=== What the task requires ===
Could you print every record exactly as it stands?

=== Available data ===
>>>
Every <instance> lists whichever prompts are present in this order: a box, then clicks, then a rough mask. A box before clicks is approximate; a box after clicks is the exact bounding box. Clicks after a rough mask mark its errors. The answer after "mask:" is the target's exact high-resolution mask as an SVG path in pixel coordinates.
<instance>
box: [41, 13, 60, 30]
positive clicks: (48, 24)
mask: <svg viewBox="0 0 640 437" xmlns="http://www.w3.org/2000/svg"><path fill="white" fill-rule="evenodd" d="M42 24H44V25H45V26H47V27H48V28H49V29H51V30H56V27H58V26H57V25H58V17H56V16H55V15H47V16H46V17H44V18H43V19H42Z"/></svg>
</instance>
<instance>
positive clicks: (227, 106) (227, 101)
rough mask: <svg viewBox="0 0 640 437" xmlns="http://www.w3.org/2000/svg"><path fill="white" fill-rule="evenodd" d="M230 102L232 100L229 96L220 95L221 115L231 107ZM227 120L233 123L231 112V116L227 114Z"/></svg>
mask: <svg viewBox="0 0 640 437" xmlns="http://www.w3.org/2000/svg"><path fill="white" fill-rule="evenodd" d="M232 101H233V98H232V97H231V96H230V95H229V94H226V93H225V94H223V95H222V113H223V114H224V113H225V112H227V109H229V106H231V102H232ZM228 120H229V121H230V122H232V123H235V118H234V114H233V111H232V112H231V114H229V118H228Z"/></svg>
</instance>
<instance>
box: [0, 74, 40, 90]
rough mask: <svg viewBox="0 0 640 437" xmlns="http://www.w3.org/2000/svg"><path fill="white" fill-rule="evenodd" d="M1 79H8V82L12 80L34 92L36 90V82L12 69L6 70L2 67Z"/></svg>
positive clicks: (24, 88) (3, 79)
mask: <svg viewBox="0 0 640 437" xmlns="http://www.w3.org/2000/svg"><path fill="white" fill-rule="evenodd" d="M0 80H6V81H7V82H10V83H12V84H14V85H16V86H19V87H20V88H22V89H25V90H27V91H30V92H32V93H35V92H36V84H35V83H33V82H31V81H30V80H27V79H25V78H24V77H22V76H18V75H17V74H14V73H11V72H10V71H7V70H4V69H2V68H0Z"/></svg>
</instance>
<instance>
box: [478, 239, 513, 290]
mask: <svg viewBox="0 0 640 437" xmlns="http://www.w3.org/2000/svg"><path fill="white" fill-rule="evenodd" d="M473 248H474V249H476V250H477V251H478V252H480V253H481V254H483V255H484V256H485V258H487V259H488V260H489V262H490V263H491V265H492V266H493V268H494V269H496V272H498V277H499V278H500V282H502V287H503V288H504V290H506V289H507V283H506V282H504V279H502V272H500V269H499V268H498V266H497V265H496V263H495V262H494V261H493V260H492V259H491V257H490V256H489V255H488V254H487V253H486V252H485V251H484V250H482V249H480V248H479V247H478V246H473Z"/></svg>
<<<
=== Exercise output ===
Every <instance> lists whichever prompts are present in this order: a box, then clicks, then a rough mask. A box before clicks is approximate; a box after clicks is the exact bounding box. Clicks after a rough mask mark its errors. The answer after "mask:" is the target's exact high-resolution mask as an SVG path in pixel coordinates.
<instance>
box: [41, 13, 60, 30]
positive clicks: (48, 24)
mask: <svg viewBox="0 0 640 437" xmlns="http://www.w3.org/2000/svg"><path fill="white" fill-rule="evenodd" d="M42 24H44V25H45V26H47V27H48V28H49V29H51V30H56V27H58V26H57V25H58V17H56V16H55V15H47V16H46V17H44V18H43V19H42Z"/></svg>
</instance>
<instance>
positive clicks: (227, 106) (227, 101)
rough mask: <svg viewBox="0 0 640 437" xmlns="http://www.w3.org/2000/svg"><path fill="white" fill-rule="evenodd" d="M230 102L232 100L229 96L220 95L221 115L231 107ZM227 120L233 123L231 112V116L227 114Z"/></svg>
mask: <svg viewBox="0 0 640 437" xmlns="http://www.w3.org/2000/svg"><path fill="white" fill-rule="evenodd" d="M232 101H233V98H232V97H231V96H230V95H229V94H226V93H225V94H223V95H222V113H223V114H224V113H225V112H227V109H229V106H231V102H232ZM228 120H229V121H230V122H232V123H235V118H234V114H233V111H232V112H231V114H229V118H228Z"/></svg>
</instance>
<instance>
box: [0, 74, 40, 90]
rough mask: <svg viewBox="0 0 640 437" xmlns="http://www.w3.org/2000/svg"><path fill="white" fill-rule="evenodd" d="M1 79H8V82L12 80L34 92L36 90V82L12 69L6 70L2 67Z"/></svg>
positive clicks: (24, 88) (3, 79)
mask: <svg viewBox="0 0 640 437" xmlns="http://www.w3.org/2000/svg"><path fill="white" fill-rule="evenodd" d="M0 80H6V81H7V82H10V83H12V84H14V85H16V86H19V87H20V88H22V89H25V90H27V91H30V92H32V93H35V92H36V84H35V83H33V82H31V81H30V80H27V79H25V78H24V77H22V76H18V75H17V74H14V73H11V72H10V71H7V70H4V69H2V68H0Z"/></svg>
</instance>
<instance>
box: [478, 239, 513, 290]
mask: <svg viewBox="0 0 640 437" xmlns="http://www.w3.org/2000/svg"><path fill="white" fill-rule="evenodd" d="M473 248H474V249H476V250H477V251H478V252H480V253H481V254H483V255H484V256H485V258H487V259H488V260H489V262H490V263H491V265H492V266H493V268H494V269H496V272H498V277H499V278H500V282H502V287H503V288H504V290H506V289H507V283H506V282H504V279H502V272H500V269H499V268H498V266H497V265H496V263H495V262H494V261H493V260H492V259H491V257H490V256H489V255H488V254H487V253H486V252H485V251H484V250H482V249H480V248H479V247H478V246H473Z"/></svg>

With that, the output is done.